[Stored data entries]
_ _ _ _ _

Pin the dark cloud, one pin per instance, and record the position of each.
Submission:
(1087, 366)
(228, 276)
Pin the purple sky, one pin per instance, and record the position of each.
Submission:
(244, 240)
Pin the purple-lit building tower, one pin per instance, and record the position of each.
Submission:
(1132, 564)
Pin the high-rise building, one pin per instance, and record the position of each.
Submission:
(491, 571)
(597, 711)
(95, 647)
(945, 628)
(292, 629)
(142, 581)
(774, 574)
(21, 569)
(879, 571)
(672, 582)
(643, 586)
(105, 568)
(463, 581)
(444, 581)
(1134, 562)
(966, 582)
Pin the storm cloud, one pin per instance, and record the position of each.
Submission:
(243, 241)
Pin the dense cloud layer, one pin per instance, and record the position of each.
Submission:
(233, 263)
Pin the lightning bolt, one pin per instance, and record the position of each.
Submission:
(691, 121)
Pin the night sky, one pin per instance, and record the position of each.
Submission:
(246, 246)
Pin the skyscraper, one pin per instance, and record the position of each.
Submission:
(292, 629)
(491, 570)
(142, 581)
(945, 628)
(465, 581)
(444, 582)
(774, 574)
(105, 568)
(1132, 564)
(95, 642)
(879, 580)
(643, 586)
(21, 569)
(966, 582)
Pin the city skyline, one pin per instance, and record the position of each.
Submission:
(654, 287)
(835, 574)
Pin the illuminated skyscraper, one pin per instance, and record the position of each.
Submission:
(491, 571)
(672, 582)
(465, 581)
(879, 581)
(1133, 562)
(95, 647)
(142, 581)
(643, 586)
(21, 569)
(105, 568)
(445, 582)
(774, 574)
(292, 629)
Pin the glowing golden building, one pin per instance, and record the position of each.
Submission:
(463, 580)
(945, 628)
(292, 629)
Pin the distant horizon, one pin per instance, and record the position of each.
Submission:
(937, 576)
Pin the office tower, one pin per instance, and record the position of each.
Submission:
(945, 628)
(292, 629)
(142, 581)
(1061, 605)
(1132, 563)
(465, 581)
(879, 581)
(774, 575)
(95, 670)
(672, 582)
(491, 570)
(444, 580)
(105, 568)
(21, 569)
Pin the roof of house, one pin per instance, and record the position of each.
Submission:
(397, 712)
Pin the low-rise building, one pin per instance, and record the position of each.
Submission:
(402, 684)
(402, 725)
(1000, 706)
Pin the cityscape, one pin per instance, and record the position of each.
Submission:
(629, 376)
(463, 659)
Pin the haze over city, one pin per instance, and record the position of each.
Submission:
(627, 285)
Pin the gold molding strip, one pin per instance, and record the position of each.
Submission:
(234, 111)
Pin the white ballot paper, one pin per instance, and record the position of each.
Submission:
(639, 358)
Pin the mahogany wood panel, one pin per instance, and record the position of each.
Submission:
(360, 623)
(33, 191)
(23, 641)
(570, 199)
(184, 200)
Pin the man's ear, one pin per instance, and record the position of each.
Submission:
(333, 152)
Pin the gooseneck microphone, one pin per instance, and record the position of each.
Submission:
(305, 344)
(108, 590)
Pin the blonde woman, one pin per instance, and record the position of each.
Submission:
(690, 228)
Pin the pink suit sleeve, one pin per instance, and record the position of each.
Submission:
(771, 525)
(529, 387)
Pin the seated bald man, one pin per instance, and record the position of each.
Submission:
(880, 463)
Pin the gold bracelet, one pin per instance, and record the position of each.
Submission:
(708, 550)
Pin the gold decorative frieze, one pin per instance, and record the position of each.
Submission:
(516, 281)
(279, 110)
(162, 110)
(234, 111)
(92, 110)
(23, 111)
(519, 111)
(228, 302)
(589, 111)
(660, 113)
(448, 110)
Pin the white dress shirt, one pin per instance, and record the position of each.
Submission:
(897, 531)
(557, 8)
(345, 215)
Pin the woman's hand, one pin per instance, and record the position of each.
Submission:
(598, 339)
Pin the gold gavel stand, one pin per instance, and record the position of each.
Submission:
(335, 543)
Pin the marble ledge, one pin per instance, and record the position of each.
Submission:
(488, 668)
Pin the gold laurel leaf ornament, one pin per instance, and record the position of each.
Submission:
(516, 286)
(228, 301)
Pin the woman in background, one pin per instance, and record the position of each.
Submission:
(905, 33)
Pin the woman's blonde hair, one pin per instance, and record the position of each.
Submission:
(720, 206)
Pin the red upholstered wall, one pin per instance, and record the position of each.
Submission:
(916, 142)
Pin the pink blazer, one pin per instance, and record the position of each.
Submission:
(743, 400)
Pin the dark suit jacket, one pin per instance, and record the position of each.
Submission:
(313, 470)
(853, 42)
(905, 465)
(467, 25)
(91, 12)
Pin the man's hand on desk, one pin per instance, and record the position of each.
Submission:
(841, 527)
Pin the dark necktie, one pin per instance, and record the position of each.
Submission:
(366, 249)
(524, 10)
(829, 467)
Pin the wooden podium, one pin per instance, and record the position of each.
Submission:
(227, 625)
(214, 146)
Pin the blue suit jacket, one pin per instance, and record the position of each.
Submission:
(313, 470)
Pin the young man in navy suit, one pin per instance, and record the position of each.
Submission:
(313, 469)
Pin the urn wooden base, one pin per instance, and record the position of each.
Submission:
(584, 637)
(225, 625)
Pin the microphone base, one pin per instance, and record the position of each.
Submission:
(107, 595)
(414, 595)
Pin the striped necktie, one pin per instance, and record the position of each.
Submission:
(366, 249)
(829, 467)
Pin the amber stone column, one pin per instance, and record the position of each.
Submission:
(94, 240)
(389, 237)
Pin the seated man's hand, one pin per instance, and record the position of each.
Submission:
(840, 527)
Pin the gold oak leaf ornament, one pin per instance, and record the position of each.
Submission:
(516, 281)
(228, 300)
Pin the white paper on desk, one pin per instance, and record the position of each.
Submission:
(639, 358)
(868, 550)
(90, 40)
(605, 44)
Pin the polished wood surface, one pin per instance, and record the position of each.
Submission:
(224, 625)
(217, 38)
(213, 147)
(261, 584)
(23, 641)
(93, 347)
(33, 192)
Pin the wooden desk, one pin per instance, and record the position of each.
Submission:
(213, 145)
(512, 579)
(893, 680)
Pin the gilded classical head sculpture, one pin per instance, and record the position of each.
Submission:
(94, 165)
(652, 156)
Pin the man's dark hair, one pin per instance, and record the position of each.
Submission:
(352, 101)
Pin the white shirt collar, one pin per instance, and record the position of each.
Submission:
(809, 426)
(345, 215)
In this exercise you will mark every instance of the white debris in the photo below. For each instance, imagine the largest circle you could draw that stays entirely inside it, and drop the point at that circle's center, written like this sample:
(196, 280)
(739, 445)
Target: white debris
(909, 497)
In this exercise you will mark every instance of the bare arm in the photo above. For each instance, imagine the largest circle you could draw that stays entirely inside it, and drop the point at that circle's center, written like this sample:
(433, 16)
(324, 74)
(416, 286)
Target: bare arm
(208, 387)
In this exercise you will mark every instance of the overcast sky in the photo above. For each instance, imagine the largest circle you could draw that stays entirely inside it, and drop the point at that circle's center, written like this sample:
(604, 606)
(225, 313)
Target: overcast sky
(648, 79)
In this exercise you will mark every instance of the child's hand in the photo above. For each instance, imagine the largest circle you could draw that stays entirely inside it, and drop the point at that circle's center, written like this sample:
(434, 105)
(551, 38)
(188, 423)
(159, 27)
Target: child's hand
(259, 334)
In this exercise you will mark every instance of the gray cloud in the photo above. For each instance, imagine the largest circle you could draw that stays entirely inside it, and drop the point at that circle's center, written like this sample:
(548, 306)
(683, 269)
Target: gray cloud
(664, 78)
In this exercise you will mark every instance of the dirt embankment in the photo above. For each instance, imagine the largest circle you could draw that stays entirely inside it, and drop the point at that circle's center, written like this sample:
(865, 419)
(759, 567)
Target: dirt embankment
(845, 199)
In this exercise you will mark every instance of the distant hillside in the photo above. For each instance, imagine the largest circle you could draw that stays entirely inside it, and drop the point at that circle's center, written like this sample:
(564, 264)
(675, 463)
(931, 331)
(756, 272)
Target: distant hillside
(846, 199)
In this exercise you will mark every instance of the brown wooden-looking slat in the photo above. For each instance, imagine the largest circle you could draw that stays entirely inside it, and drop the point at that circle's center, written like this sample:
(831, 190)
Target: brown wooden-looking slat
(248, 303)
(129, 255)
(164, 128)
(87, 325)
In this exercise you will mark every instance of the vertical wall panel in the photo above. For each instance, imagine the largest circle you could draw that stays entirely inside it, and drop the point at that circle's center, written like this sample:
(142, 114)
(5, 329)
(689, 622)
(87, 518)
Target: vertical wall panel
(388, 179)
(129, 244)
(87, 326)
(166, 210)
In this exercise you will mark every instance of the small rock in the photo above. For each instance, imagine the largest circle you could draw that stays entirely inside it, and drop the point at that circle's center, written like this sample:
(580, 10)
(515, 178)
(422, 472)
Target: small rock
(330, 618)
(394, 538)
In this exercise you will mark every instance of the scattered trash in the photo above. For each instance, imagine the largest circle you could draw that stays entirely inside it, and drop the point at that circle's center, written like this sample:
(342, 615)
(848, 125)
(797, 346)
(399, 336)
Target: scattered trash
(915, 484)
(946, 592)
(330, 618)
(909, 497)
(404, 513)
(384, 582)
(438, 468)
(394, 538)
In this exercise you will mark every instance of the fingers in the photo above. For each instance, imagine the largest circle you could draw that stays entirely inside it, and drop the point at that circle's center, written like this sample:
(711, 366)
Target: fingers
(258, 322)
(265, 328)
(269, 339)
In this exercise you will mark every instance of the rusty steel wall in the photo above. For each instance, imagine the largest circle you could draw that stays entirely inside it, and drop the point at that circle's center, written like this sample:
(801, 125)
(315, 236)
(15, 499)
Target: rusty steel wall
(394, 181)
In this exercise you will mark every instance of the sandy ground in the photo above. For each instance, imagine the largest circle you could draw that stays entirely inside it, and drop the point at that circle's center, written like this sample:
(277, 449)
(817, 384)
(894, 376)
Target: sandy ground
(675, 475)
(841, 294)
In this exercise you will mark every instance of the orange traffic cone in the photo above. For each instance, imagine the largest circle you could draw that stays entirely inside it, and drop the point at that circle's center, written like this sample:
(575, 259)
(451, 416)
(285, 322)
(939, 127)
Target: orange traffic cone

_ _ _ _ _

» **Work required**:
All lines from the one containing "In this exercise you will mark every instance of the sandy" through the final line of the listing above are to be reproduced exactly; include both and add nothing.

» **Full solution**:
In this exercise you will mark every instance of the sandy ground in the photo above. For each instance, imagine the largest circle you could draw that stays entirely inside it, and drop the point at that circle's center, written like this sample:
(277, 449)
(817, 384)
(894, 376)
Target: sandy ground
(675, 475)
(841, 294)
In this exercise you will mark every instance of the orange traffic cone in the photo above. For each instance, imagine the largest circle you could draw that stays entirely inside it, and drop the point at that circle's center, written like this sample:
(575, 259)
(451, 416)
(285, 322)
(939, 127)
Target: orange traffic cone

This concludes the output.